Palazuelo. Processus de travail
14.03.2007 - 03.06.2007
Alors qu'il est l'une des grandes figures de l'art espagnol de la seconde moitié du XXe siècle, Pablo Palazuelo (Madrid, 1915 – Madrid, 2007) ne bénéficie malheureusement pas de la reconnaissance internationale qu'il mérite. Cette rétrospective, organisée par le Museu d'Art Contemporani de Barcelona en coproduction avec le Musée Guggenheim Bilbao, veut justement insister sur les aspects les plus ignorés de l'ouvre de cet artiste. Riche de nombreuses pièces jamais présentées publiquement jusqu'ici, l'exposition présentera plus de 300 dessins, gouaches, peintures et sculptures.
Bien qu'il soit l'une des figures clés de l'art espagnol de la seconde moitié du XXe siècle, Pablo Palazuelo ne bénéficie malheureusement toujours pas de la reconnaissance internationale que son oeuvre devrait lui valoir. Cette méconnaissance peut s'expliquer de diverses façons, mais surtout par une conception excessivement linéaire de l'abstraction qui part des expériences postimpressionnistes du début du XXe siècle pour déboucher, soixante ans plus tard, sur le Minimalisme. Selon cette articulation à caractère téléologique, l'abstraction représente la culmination des principes d'autonomie et de visualité pure propres à l'art moderne. L'hégémonie incontestée de ce discours a marginalisé d'autres types de pratiques et d'esthétiques qui, bien qu'intégrées dans l'art moderne, ont intériorisé ses principes de façon hétérodoxe. C'est dans ces marges qu'il faudra chercher Palazuelo.

= ITEMS EXTRAITS =

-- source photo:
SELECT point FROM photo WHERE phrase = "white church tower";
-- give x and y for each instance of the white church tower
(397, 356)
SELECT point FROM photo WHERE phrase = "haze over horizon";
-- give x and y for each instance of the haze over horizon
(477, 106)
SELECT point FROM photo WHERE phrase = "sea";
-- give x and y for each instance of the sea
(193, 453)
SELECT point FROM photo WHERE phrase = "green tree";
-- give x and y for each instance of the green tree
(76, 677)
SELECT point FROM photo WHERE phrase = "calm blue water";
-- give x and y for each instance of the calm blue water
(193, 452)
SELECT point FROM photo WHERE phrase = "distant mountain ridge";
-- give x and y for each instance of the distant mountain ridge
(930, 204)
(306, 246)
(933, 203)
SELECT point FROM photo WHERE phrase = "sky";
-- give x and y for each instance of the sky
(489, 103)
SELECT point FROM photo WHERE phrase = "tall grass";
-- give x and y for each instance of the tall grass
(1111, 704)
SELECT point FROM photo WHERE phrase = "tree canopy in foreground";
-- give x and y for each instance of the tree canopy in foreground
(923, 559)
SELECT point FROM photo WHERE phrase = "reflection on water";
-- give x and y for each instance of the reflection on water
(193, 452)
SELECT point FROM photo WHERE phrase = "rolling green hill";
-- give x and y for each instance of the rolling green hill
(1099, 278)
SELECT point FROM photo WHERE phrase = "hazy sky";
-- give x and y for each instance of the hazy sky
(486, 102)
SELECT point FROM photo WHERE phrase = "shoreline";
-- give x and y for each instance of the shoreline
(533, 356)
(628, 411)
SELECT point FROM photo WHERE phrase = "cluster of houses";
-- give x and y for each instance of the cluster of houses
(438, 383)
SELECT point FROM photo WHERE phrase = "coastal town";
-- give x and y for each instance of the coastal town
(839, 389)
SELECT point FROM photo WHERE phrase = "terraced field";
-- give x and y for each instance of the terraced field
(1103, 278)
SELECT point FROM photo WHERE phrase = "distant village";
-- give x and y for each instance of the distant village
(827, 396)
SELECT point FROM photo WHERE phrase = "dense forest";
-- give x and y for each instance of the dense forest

= CONSIGNE A =
Énumérez les types d'œuvres que l'exposition présentera, d'après le texte fourni.
= CONSIGNE B =
Poursuivez le texte fourni à partir de sa dernière phrase.
Les items n'ont aucun rôle dans cet exercice.

= RÉPONSE ATTENDUE A =
Dessins, gouaches, peintures, sculptures.

= RÉPONSE ATTENDUE B =
L'historiographie des trente dernières années a rangé Palazuelo parmi les tenants d'une abstraction de type idéaliste, très liée à certains courants spirituels et à une conception sacrée de l'artiste et son oeuvre. Certes, l'artiste se nourrit de courants de pensée liées à l'ésotérisme, de la Kabbale, de philosophies et de la pensée orientale, mais les mathématiques, la physique et la pensée scientifique de l'Occident sont également essentielles dans son travail. Le développement de l'abstraction et le recours à la géométrie dans son oeuvre se trouvent intimement liés à un processus rationnel et performatif, basé sur la découverte —et non l'invention— de nouvelles formes. Cette démarche persévérante de découverte guide son travail et se traduit par une tension qui se manifeste dans d'interminables variations sur les formes.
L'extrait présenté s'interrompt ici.